───── Source data

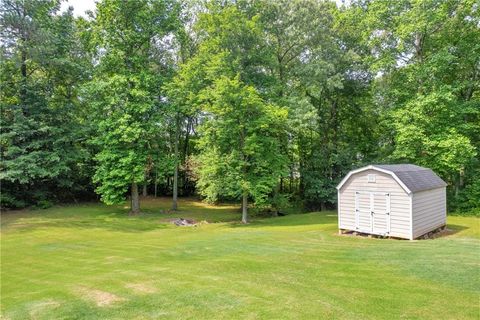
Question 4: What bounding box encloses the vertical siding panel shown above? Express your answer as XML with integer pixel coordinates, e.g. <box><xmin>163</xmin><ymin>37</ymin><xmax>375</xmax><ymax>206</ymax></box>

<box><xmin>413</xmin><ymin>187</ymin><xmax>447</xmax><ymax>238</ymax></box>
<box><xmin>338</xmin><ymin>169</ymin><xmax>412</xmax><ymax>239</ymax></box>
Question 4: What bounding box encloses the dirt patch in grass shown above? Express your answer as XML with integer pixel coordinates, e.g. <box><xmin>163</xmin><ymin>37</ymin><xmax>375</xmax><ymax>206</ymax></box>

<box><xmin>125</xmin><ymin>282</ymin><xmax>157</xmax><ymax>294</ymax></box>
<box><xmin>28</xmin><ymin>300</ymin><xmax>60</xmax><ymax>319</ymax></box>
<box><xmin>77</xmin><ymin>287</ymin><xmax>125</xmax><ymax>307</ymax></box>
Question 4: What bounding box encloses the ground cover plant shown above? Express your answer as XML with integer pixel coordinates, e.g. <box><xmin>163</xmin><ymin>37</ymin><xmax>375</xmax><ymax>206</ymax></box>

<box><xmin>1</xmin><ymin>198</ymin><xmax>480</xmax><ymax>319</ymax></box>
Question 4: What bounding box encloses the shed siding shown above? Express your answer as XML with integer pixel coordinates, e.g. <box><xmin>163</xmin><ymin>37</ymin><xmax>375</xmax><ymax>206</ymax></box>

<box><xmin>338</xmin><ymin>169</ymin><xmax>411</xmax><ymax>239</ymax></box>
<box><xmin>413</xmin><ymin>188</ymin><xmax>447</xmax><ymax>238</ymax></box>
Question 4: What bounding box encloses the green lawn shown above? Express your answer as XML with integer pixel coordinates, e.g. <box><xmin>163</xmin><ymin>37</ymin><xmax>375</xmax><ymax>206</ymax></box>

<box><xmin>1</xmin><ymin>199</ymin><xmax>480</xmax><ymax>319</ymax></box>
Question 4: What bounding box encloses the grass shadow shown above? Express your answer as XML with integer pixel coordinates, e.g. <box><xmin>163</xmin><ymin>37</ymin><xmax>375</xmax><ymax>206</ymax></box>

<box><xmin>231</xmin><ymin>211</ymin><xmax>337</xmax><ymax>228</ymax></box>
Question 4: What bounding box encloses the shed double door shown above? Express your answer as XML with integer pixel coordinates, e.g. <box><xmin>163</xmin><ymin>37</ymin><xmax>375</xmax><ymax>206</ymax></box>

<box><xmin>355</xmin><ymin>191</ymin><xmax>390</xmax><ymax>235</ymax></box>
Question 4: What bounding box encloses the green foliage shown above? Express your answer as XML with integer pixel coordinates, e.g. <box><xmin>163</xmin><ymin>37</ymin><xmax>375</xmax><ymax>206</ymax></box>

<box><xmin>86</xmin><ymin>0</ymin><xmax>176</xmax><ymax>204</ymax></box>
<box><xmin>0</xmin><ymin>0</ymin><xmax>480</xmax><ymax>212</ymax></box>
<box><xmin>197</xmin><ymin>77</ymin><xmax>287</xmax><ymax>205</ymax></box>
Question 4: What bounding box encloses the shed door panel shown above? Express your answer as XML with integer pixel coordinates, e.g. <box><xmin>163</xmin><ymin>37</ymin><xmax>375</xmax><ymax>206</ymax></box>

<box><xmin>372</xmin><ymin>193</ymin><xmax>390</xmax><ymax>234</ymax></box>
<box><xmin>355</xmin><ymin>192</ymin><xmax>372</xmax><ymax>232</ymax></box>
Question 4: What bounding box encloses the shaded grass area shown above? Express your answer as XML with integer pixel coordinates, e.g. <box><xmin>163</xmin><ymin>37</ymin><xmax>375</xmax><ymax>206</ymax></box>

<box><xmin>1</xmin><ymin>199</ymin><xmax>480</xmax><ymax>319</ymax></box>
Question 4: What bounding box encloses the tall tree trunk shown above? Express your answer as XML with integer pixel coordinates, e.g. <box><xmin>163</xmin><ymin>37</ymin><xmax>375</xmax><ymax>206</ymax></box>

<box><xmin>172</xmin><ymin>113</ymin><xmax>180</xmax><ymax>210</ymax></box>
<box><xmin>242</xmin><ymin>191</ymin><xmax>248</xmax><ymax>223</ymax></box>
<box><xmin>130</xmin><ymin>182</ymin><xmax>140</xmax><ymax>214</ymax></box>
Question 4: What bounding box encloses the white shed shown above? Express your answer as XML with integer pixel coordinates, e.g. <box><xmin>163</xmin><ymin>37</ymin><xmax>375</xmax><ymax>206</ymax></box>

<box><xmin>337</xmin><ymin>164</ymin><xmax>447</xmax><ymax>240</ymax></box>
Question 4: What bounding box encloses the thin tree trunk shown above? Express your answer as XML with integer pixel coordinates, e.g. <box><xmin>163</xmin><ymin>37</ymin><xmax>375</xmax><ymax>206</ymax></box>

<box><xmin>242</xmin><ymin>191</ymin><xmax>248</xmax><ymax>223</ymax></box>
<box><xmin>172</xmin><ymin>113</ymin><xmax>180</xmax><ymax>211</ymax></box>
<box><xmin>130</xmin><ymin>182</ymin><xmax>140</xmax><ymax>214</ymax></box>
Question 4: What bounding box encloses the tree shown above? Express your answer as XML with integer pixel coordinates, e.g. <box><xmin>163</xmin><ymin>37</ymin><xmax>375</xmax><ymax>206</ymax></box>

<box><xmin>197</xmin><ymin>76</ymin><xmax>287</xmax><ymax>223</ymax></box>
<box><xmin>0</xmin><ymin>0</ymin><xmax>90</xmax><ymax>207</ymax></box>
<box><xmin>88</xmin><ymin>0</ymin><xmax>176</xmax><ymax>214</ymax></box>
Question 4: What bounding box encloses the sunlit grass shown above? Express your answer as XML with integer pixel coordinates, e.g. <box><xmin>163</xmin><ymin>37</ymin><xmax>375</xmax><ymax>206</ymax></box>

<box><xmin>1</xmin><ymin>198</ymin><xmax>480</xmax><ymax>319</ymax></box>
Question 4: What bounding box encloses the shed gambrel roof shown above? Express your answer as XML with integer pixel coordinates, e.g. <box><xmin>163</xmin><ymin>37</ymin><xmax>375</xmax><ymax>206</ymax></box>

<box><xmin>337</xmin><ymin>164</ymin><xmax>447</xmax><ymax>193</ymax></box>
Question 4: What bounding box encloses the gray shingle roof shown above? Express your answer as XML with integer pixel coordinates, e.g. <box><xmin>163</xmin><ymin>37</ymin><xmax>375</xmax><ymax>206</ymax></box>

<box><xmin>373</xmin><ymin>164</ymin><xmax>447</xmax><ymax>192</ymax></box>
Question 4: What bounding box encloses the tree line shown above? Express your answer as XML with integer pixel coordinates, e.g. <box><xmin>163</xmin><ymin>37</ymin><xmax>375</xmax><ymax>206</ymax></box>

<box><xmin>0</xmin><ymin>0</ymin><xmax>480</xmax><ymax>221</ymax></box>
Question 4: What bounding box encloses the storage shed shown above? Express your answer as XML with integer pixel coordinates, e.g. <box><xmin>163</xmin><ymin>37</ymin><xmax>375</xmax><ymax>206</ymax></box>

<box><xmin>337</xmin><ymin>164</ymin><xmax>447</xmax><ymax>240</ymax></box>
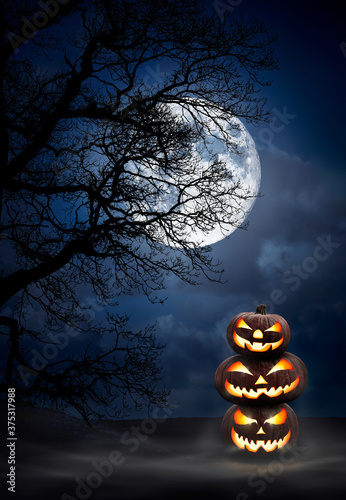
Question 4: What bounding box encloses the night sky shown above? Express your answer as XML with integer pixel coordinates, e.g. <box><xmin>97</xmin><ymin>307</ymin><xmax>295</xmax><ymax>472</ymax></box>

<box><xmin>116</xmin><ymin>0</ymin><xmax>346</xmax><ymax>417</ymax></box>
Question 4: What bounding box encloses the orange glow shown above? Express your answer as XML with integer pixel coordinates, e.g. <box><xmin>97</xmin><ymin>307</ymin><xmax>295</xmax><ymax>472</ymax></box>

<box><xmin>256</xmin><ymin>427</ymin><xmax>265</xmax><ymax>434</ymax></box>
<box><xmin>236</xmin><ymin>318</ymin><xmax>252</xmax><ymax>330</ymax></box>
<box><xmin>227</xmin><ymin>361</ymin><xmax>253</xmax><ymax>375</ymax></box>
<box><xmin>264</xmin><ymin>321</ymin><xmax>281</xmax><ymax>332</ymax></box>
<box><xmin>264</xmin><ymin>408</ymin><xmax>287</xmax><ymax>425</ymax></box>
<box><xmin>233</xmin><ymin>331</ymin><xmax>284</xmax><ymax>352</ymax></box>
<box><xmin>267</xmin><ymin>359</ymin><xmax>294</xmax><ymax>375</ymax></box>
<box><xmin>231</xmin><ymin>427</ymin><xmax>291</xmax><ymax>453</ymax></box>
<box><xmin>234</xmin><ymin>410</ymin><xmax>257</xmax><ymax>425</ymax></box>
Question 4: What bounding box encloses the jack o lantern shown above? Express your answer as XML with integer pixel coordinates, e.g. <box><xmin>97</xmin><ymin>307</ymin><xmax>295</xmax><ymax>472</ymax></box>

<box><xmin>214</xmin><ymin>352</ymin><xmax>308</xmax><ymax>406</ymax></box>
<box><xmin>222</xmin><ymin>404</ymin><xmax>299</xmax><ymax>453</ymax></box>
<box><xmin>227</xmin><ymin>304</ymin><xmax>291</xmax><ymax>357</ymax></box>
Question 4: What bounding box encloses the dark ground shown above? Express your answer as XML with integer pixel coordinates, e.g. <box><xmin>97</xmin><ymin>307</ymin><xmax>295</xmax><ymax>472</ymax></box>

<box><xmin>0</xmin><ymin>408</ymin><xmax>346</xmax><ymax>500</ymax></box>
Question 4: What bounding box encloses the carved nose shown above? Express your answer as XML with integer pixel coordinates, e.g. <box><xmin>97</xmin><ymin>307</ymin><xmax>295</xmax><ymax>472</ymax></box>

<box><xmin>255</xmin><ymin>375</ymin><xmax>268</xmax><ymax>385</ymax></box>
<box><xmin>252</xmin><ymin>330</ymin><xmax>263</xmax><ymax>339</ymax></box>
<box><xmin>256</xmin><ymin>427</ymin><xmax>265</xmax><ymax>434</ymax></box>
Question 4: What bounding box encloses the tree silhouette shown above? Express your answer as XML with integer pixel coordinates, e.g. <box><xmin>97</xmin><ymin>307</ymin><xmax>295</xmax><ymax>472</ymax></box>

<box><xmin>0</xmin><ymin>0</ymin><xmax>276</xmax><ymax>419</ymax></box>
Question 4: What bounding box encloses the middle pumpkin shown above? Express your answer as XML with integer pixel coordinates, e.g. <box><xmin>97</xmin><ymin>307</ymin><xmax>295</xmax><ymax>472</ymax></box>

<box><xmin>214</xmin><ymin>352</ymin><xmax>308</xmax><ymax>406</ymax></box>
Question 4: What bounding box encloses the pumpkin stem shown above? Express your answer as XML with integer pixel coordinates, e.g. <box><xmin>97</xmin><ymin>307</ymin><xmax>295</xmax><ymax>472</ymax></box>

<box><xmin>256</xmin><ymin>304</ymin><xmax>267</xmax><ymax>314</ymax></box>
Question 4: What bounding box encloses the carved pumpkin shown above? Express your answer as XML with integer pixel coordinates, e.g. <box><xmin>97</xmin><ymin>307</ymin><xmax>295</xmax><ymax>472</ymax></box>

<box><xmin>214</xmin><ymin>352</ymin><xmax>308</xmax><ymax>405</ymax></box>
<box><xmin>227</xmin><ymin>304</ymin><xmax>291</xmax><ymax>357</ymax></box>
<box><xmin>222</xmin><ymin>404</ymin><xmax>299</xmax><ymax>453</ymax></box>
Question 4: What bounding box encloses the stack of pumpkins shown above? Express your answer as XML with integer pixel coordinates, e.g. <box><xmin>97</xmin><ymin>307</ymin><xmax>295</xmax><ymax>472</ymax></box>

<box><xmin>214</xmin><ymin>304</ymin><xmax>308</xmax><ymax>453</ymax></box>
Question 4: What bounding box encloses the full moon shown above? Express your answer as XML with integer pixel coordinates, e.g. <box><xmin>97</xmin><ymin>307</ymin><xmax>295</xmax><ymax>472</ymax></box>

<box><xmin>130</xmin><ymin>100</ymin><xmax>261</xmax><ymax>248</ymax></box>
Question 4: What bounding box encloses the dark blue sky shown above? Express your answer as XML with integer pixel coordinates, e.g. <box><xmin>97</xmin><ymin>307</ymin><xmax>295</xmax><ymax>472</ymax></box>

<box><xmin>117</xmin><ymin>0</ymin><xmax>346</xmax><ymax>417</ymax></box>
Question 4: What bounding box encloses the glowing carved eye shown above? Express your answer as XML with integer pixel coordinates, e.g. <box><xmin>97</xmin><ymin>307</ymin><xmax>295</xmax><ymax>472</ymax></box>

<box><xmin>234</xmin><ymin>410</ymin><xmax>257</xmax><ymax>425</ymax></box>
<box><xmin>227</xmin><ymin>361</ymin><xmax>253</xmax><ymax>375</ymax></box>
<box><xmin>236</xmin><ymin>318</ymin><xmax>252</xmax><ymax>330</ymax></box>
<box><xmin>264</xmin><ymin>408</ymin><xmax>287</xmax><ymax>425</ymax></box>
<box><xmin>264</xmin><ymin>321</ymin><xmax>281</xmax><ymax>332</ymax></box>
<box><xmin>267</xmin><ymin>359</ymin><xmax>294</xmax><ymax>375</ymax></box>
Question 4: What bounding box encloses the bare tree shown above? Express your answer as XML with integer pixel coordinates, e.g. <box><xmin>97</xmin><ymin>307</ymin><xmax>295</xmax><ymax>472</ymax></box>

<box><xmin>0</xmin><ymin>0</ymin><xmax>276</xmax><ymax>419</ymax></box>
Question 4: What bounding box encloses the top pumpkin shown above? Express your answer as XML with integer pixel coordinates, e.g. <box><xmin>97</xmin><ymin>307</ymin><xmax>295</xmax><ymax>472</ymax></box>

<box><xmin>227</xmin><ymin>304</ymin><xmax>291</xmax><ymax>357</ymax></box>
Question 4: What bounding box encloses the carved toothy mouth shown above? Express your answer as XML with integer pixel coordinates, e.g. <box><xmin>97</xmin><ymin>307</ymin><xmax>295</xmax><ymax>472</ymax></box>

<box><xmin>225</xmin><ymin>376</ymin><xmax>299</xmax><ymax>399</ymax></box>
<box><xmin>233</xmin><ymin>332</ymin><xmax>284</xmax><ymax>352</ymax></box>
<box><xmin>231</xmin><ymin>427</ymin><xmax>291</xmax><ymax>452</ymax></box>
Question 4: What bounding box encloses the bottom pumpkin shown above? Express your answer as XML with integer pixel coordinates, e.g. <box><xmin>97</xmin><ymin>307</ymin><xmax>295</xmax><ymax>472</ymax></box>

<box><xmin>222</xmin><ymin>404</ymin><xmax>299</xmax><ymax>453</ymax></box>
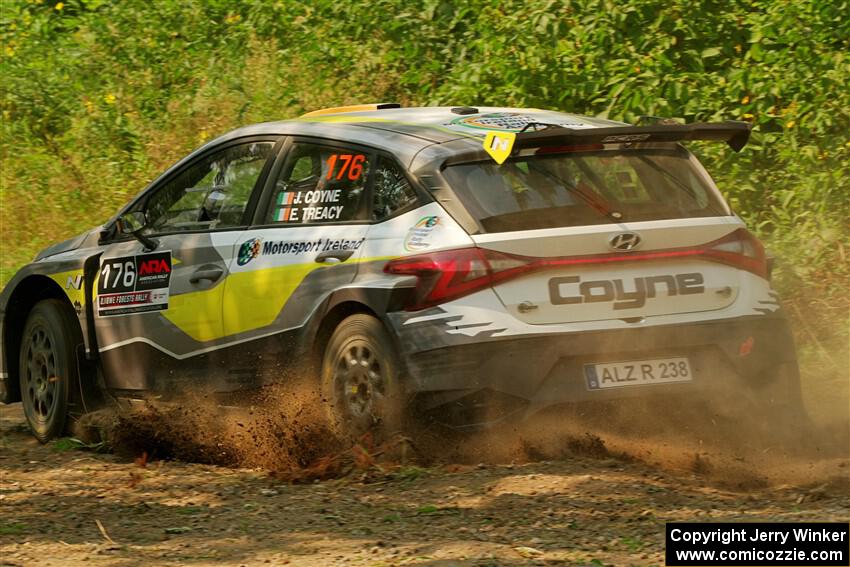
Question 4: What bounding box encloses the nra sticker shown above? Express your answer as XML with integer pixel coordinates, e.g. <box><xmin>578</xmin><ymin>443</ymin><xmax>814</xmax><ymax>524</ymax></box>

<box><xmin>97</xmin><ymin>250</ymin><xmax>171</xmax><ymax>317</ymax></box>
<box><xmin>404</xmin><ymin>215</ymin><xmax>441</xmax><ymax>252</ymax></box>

──────────

▶ **Task objective**:
Rewrite the lines from the one containing "Question 4: What bounding box encloses the top" through the end of the items as a Markdown table with the columns Row and Content, numbering each line and skipping blank ones. Leave the pictures out of the table.

▶ **Expected answer**:
| Row | Content |
|---|---|
| 1 | Question 4: What bounding box encloses the top pumpkin shown above? Express your answer as XML with integer pixel coordinates, e.g. <box><xmin>97</xmin><ymin>307</ymin><xmax>295</xmax><ymax>472</ymax></box> |
| 2 | <box><xmin>227</xmin><ymin>304</ymin><xmax>291</xmax><ymax>357</ymax></box> |
| 3 | Question 4: What bounding box encloses the carved toothy mouth shown above? Express your answer as XML with integer pixel coordinates, e.g. <box><xmin>97</xmin><ymin>307</ymin><xmax>295</xmax><ymax>472</ymax></box> |
| 4 | <box><xmin>225</xmin><ymin>376</ymin><xmax>299</xmax><ymax>399</ymax></box> |
| 5 | <box><xmin>233</xmin><ymin>332</ymin><xmax>284</xmax><ymax>352</ymax></box> |
| 6 | <box><xmin>231</xmin><ymin>427</ymin><xmax>291</xmax><ymax>452</ymax></box> |
| 7 | Question 4: What bounding box encloses the bottom pumpkin shown above? Express your answer as XML with integer pixel coordinates, e.g. <box><xmin>97</xmin><ymin>307</ymin><xmax>295</xmax><ymax>472</ymax></box> |
| 8 | <box><xmin>222</xmin><ymin>404</ymin><xmax>299</xmax><ymax>453</ymax></box> |
| 9 | Question 4: What bounding box encloses the nra sticker shown above? Express your answer as XML with integer pixel coordinates, e.g. <box><xmin>578</xmin><ymin>443</ymin><xmax>814</xmax><ymax>524</ymax></box> |
| 10 | <box><xmin>97</xmin><ymin>250</ymin><xmax>171</xmax><ymax>317</ymax></box> |
| 11 | <box><xmin>404</xmin><ymin>215</ymin><xmax>441</xmax><ymax>252</ymax></box> |